--- What is required ---
Reproduce all of the material word for word.

** BEGIN The records **

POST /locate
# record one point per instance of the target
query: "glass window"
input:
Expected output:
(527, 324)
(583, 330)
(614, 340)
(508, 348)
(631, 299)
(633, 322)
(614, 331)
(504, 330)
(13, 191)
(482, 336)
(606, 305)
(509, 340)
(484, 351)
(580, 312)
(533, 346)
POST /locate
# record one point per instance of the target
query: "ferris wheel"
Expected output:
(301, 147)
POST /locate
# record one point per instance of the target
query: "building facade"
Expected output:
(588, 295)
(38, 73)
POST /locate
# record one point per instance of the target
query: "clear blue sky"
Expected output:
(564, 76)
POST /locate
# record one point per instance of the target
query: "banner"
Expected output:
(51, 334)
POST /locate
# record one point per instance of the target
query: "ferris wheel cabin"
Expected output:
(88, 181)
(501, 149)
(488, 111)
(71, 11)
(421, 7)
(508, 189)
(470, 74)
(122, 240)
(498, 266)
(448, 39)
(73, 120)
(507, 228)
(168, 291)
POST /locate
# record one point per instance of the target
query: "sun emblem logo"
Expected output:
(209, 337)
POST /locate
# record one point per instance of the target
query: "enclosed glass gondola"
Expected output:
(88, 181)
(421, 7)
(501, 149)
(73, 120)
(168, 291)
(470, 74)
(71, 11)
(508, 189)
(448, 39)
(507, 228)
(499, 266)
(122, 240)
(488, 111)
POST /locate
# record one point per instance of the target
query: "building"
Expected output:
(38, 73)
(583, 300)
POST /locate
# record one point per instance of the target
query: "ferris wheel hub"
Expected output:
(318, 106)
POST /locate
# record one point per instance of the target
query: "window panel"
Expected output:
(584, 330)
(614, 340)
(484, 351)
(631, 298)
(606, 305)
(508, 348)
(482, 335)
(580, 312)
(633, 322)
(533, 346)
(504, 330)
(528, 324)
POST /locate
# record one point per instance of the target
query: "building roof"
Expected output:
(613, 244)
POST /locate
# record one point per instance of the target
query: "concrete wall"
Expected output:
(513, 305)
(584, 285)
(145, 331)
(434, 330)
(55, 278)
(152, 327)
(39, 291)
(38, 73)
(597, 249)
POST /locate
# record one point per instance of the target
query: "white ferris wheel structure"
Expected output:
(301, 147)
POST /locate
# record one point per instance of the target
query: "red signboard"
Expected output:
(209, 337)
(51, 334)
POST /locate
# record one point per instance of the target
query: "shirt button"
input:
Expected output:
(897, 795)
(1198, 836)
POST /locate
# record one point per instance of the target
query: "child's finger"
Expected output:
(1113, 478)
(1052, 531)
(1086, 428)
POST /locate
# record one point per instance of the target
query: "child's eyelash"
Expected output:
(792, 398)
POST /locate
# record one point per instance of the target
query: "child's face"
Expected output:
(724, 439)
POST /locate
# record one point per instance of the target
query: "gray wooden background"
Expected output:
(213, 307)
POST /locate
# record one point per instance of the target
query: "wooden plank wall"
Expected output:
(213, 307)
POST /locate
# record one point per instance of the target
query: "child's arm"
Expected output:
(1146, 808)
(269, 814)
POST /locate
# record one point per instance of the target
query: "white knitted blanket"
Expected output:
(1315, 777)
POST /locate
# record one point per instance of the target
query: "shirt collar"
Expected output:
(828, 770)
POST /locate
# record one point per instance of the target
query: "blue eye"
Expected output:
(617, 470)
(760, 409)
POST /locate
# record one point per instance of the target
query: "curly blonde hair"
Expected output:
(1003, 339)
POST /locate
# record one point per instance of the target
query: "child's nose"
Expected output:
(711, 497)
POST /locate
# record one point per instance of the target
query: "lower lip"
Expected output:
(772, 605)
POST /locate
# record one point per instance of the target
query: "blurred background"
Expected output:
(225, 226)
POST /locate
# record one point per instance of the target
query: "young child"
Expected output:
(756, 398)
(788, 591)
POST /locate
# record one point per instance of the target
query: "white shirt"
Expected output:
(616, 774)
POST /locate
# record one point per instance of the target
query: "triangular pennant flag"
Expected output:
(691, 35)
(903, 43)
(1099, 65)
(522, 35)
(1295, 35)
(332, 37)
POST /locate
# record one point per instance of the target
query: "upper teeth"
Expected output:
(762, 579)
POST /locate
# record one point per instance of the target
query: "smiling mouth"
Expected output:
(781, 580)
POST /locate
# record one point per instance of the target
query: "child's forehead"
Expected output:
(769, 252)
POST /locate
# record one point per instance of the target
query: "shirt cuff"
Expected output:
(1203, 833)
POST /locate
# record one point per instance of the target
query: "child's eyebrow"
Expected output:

** END The records **

--- Answer to this problem ---
POST /locate
# record one point per instance of the target
query: "glass window"
input:
Expected output:
(527, 324)
(583, 330)
(614, 340)
(508, 348)
(631, 299)
(633, 322)
(614, 331)
(504, 330)
(13, 191)
(482, 336)
(606, 305)
(509, 340)
(484, 351)
(580, 312)
(533, 346)
POST /locate
# record one point per instance of the target
query: "ferris wheel"
Expected output:
(301, 147)
POST /locate
# record one point per instance of the target
query: "building facade"
Expected output:
(588, 295)
(38, 73)
POST /locate
# record one point per instance of the target
query: "clear blue sky"
Expected output:
(564, 76)
POST /locate
# record one point per instance of the target
query: "banner"
Expected output:
(51, 334)
POST /locate
# record one point per instance of the target
query: "ferris wheel cabin"
Expected output:
(88, 181)
(501, 149)
(488, 111)
(71, 11)
(421, 7)
(508, 189)
(470, 74)
(122, 240)
(498, 266)
(448, 39)
(73, 120)
(507, 228)
(168, 291)
POST /locate
# record one point per instance of the target
query: "sun emblem logo"
Expected output:
(209, 337)
POST /locate
# record one point per instance of the target
query: "enclosed glass gondola"
Expected output:
(88, 181)
(421, 7)
(501, 149)
(73, 120)
(168, 291)
(470, 74)
(71, 11)
(508, 189)
(448, 39)
(507, 228)
(499, 266)
(122, 240)
(488, 111)
POST /locate
# record one point per instance of the target
query: "building"
Expected output:
(38, 73)
(583, 300)
POST /locate
# record one point per instance of the target
query: "ferris wheel hub"
Expected output:
(318, 106)
POST /locate
# record one point per instance of the target
query: "window panel"
Expected output:
(584, 330)
(614, 340)
(484, 351)
(631, 298)
(606, 305)
(508, 348)
(482, 335)
(580, 312)
(633, 322)
(533, 346)
(504, 330)
(528, 324)
POST /locate
# record one point per instance of the target
query: "building roof"
Expected output:
(613, 244)
POST /locate
# record one point per instance of the target
query: "concrete wall"
Expected output:
(513, 305)
(584, 285)
(145, 331)
(434, 330)
(55, 278)
(152, 327)
(39, 291)
(38, 73)
(597, 249)
POST /locate
# record one point per instance of the target
query: "white ferris wheel structure"
Expected output:
(301, 147)
POST /locate
# record one point per instance of the target
query: "red signboard"
Expected output:
(209, 337)
(51, 334)
POST /locate
# record one point per instance of the target
query: "shirt button"
input:
Expected output:
(897, 795)
(1198, 836)
POST /locate
# record one point per instance of the target
query: "child's finger"
Expected output:
(1113, 478)
(1052, 531)
(1086, 428)
POST /locate
# record one point per instance of the target
query: "child's eyelash"
Expected output:
(792, 398)
POST /locate
# record one point per instance of the target
query: "child's face"
Expected output:
(724, 439)
POST /locate
# record one point per instance of the target
query: "gray wooden background"
Expected output:
(213, 307)
POST /locate
# record one point per instance of the target
query: "wooden plank wall"
Expected output:
(213, 307)
POST /locate
# record one point per instance of the target
query: "child's arm"
Expected output:
(1146, 808)
(269, 814)
POST /locate
# record one point per instance of the target
query: "white knitted blanket"
Expected output:
(1315, 777)
POST /locate
# record one point per instance of the target
query: "shirt collar"
Expected output:
(828, 770)
POST /locate
# record one point per instance of the target
query: "blue eye"
Expected output:
(617, 470)
(760, 409)
POST /locate
# record one point per instance of the target
query: "curly blonde hair"
Expected output:
(1003, 339)
POST /locate
# record one point per instance of the target
query: "child's nose"
Expected output:
(711, 497)
POST /locate
# record one point per instance of the target
query: "lower lip"
Expected output:
(772, 605)
POST /locate
# record one point per instance of the target
query: "blurred background"
Expected output:
(225, 226)
POST /locate
# record one point per instance of the target
query: "young child"
Expected output:
(756, 398)
(788, 591)
POST /locate
# record one point per instance of the target
query: "white shirt"
Expected output:
(616, 774)
POST /locate
# record one point per instance of the target
query: "triangular pennant flag"
Expected output:
(691, 35)
(903, 43)
(1099, 65)
(522, 35)
(1295, 35)
(332, 37)
POST /locate
# record one point per instance of the target
query: "upper teeth"
Expected output:
(762, 579)
POST /locate
# record one point per instance of the target
query: "smiling mouth"
Expected output:
(781, 580)
POST /locate
# record one point per instance of the target
query: "child's forehead"
Expected output:
(769, 252)
POST /locate
# record one point per instance of the target
query: "shirt cuff"
Expected output:
(1203, 833)
POST /locate
# record one point per instance of the target
query: "child's eyebrow"
Expected output:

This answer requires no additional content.